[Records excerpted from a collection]

-------

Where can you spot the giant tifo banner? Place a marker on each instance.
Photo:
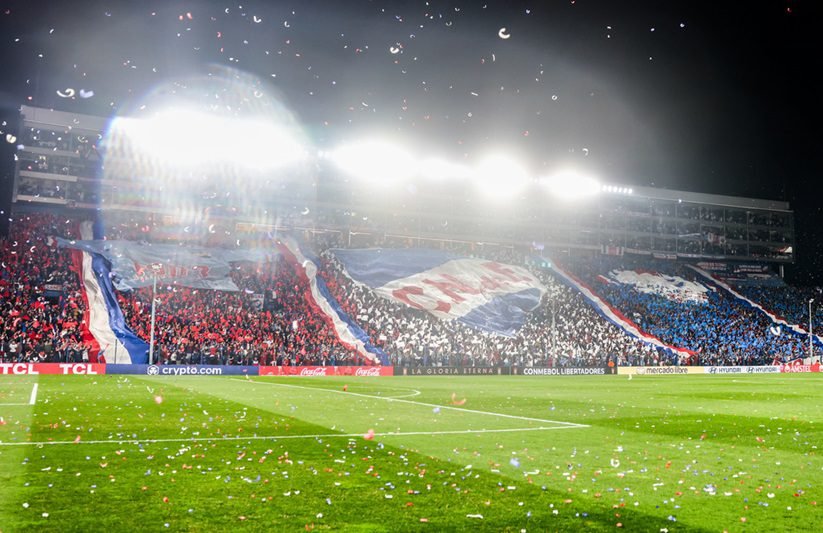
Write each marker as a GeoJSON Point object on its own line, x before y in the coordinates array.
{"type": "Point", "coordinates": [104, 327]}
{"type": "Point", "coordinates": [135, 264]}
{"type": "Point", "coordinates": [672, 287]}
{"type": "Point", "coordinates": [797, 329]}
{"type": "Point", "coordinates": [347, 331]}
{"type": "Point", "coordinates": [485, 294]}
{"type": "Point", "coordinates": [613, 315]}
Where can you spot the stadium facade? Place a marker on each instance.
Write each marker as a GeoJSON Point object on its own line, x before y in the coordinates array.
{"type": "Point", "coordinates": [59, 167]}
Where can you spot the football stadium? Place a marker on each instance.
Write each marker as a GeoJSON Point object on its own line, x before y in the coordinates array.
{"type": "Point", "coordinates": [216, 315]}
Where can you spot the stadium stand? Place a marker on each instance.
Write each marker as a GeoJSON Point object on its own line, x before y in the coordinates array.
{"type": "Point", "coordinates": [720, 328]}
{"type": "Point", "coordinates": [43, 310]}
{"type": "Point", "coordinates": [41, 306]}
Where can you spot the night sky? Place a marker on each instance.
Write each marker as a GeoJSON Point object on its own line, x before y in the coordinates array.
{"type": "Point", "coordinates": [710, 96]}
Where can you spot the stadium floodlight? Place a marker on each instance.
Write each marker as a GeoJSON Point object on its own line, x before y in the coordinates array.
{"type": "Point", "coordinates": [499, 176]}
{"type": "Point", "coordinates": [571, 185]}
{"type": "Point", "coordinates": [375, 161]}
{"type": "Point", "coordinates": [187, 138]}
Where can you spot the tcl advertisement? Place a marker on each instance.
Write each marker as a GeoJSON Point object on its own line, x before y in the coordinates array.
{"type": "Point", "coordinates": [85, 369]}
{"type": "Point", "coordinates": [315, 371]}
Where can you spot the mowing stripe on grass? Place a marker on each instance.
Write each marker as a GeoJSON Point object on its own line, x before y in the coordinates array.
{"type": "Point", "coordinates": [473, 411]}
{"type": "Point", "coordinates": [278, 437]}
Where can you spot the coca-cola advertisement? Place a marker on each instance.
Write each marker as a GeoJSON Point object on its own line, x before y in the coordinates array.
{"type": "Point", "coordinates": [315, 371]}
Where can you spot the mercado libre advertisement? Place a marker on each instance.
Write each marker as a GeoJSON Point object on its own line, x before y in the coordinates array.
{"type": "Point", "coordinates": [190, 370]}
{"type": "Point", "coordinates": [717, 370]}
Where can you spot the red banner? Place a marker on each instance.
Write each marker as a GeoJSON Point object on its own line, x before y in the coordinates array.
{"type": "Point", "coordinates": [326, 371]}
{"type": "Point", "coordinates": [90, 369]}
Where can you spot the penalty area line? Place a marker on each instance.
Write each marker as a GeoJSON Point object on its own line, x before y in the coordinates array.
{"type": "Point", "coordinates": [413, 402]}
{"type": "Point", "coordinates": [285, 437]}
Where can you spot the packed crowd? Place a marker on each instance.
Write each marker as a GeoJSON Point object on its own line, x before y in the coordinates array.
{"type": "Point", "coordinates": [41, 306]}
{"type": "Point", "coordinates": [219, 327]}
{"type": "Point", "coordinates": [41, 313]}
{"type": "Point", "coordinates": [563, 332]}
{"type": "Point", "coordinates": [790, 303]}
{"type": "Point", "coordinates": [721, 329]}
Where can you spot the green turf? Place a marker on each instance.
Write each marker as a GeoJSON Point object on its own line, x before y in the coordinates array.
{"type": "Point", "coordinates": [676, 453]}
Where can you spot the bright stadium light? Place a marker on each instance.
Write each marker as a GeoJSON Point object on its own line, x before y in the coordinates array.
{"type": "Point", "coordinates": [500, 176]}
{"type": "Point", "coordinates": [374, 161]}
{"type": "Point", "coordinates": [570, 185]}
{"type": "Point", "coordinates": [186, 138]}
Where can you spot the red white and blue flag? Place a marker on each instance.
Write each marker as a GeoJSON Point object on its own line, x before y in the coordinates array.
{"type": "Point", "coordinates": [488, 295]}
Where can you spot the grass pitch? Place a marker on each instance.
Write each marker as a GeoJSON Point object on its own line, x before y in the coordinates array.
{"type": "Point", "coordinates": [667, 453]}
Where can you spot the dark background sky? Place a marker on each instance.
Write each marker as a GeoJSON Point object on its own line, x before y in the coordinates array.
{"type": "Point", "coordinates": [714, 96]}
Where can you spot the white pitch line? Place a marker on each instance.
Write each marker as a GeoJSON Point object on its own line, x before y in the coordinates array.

-------

■ What to produce ■
Return all of the records above line for line with no changes, leaving the pictures out.

■ Solved problem ■
Where can you spot the giant tifo banner? Place a marker on each instance.
Photo:
Write each marker as a GeoJSON Point object on its own line, x before y in the coordinates array.
{"type": "Point", "coordinates": [104, 327]}
{"type": "Point", "coordinates": [135, 264]}
{"type": "Point", "coordinates": [672, 287]}
{"type": "Point", "coordinates": [797, 329]}
{"type": "Point", "coordinates": [347, 331]}
{"type": "Point", "coordinates": [485, 294]}
{"type": "Point", "coordinates": [613, 315]}
Where can you spot the stadium facade? Place a marker on each instance.
Write each marker as a GeoJSON Point object on its own line, x before y in the coordinates array.
{"type": "Point", "coordinates": [59, 167]}
Where can you spot the football stadium? Place a marker on each instance.
Write each marker as a GeoJSON Point object on its own line, x before y in the coordinates array.
{"type": "Point", "coordinates": [216, 315]}
Where can you spot the stadium stand? Place a marker on each instance.
Write each marker as a GeoJSON Point object on its own line, x before y in the coordinates array.
{"type": "Point", "coordinates": [720, 328]}
{"type": "Point", "coordinates": [43, 310]}
{"type": "Point", "coordinates": [41, 306]}
Where can you spot the night sky? Place a marker on each instance.
Write each marker as a GeoJSON Point object on its own line, x before y in the coordinates array.
{"type": "Point", "coordinates": [710, 96]}
Where can you spot the stadium floodlight? Place a marker on each instance.
Write each marker as a GeoJSON Point object on its own line, x before y in the coordinates array.
{"type": "Point", "coordinates": [499, 176]}
{"type": "Point", "coordinates": [571, 185]}
{"type": "Point", "coordinates": [375, 161]}
{"type": "Point", "coordinates": [187, 138]}
Where can you spot the tcl advertisement? Place a marker on each instance.
Write each marker as a GeoJSON Point object on its own line, x before y in the coordinates array.
{"type": "Point", "coordinates": [85, 369]}
{"type": "Point", "coordinates": [315, 371]}
Where can you spot the mowing stripe on grass? Place a marker on each instance.
Write each marker as a GeoJSON Point object on its own line, x before y in the coordinates array.
{"type": "Point", "coordinates": [473, 411]}
{"type": "Point", "coordinates": [278, 437]}
Where can you spot the coca-cola advertisement? Place a marker on each instance.
Write each marker as a GeoJSON Point object on its own line, x before y in the coordinates array.
{"type": "Point", "coordinates": [315, 371]}
Where can you spot the mercado libre advertisement? Place a marker on each instance.
Write each marker as a GeoJSON Point object on its own line, x before y in the coordinates array.
{"type": "Point", "coordinates": [190, 370]}
{"type": "Point", "coordinates": [717, 370]}
Where can you spot the red banner? Place a marker on each instance.
Write each marker as a GeoJSON Point object on its own line, x before y in the coordinates array.
{"type": "Point", "coordinates": [326, 371]}
{"type": "Point", "coordinates": [90, 369]}
Where can you spot the penalty area line? Place a marker on each instance.
Write each marker as a GeoJSON Point object on its own line, x before y in the coordinates array.
{"type": "Point", "coordinates": [413, 402]}
{"type": "Point", "coordinates": [285, 437]}
Where can you spot the packed crowd? Place a marker on each instance.
Write each marker as a GeoJSON Point object on its own line, x before y in the coordinates array.
{"type": "Point", "coordinates": [41, 306]}
{"type": "Point", "coordinates": [219, 327]}
{"type": "Point", "coordinates": [41, 313]}
{"type": "Point", "coordinates": [563, 332]}
{"type": "Point", "coordinates": [790, 303]}
{"type": "Point", "coordinates": [721, 329]}
Where can you spot the green turf? Place a marker on each instance.
Write each marker as a GeoJSON Point object on its own line, x before y in the coordinates array.
{"type": "Point", "coordinates": [676, 453]}
Where can you spot the bright stadium light? Place a marker on each instance.
Write each marker as a GeoJSON Point object on its own line, x before y in the coordinates array.
{"type": "Point", "coordinates": [500, 176]}
{"type": "Point", "coordinates": [374, 161]}
{"type": "Point", "coordinates": [570, 185]}
{"type": "Point", "coordinates": [186, 138]}
Where can you spot the red white and blue flag? Place a marker on each instance.
Write each marker as a GeoJSON Point object on its own line, x before y in the coordinates array.
{"type": "Point", "coordinates": [488, 295]}
Where can you spot the grass pitch? Place a marker on each instance.
Write each marker as a GeoJSON Point object on its own line, x before y in the coordinates array.
{"type": "Point", "coordinates": [667, 453]}
Where can you spot the dark background sky? Place a marker on each instance.
Write each marker as a GeoJSON Point object on its own line, x before y in the coordinates array.
{"type": "Point", "coordinates": [714, 96]}
Where can you spot the white pitch line? Place a marker on each instance.
Write each marker as a GeoJSON Point object on its own line, x before y in the coordinates array.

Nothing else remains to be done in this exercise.